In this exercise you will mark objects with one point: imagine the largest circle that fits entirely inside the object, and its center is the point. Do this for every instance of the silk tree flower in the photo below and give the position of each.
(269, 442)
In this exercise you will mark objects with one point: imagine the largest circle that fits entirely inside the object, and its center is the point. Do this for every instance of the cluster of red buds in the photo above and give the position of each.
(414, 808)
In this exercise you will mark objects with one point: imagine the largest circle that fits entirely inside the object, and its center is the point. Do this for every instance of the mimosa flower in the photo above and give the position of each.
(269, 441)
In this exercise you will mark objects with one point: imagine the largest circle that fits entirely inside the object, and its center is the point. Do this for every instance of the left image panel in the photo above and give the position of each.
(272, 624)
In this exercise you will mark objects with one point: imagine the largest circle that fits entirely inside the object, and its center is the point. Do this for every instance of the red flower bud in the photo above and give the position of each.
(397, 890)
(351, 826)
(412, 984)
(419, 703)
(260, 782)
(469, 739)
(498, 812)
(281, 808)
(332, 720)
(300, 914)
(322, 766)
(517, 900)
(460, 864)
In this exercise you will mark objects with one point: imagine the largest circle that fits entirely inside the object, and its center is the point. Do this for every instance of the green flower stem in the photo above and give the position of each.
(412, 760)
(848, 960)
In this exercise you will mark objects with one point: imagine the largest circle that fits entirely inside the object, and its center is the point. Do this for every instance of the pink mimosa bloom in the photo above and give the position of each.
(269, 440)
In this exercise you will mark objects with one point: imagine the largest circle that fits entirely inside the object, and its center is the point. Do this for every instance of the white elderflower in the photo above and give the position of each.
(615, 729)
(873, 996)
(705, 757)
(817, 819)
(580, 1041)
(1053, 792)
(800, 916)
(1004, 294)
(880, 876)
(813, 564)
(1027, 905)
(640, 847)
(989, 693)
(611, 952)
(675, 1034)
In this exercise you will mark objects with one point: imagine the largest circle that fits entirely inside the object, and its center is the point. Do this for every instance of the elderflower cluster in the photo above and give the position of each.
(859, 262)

********

**Task objective**
Write out the full listing without altering anything.

**Result of this exercise**
In this exercise you will mark objects with one point: imagine the largest circle that fits entirely inside the object, and its center is the point. Do this for every instance of the silk tree flower in the photo below and give the position of each.
(269, 442)
In this exercise you will mark objects with one point: imagine the largest circle that fits entirely inside the object, and its center is the point. Do this for every instance of the cluster of red buds in the photo above and give the position of each.
(414, 808)
In this exercise you will mark objects with one point: imagine the largest circle that fits entirely inside the object, and its center is the point. Do this for every instance of the mimosa flower in the photo above and give the position of each.
(269, 441)
In this exercise you will mark objects with one point: imagine the largest circle that fits entirely inside the object, and its center is the point. Do this for every instance of the left image panel in the photo above and give the position of each.
(272, 624)
In this exercise you will mark objects with one point: imagine the largest circle that fits entirely inside the object, and its center is the point. Do this for every instance of the red flower bud in the photo above and give the position of each.
(397, 890)
(351, 826)
(412, 984)
(419, 703)
(260, 782)
(469, 739)
(498, 812)
(281, 808)
(332, 720)
(300, 914)
(322, 766)
(517, 900)
(460, 864)
In this exercise you will mark objects with one point: imagine the largest circle that fits entirely inside the object, and its center is the point. Do this for every instance of the green flower stem in the photo above and give the position of each.
(412, 760)
(848, 960)
In this exercise you will mark objects with one point: imagine the largest circle that fits entirely inside the object, and its center is the point. Do this for every instance of the pink mimosa bloom in the photo above and give the position of each.
(269, 440)
In this exercise you will mark objects with one point: imagine the largest circle that fits entirely inside the object, and its center is the point. Do this for every instance of the white elderflower in the photo above and give the position of each.
(615, 729)
(873, 996)
(705, 757)
(817, 819)
(580, 1041)
(1053, 792)
(800, 916)
(1004, 294)
(880, 876)
(813, 564)
(1027, 905)
(640, 847)
(989, 693)
(611, 952)
(675, 1034)
In this exercise you will mark objects with one point: imagine the largest circle that fits entirely inside the object, and its center is the point. Do this for every instance of the elderflower cluster in the photo above and give the position of each.
(859, 262)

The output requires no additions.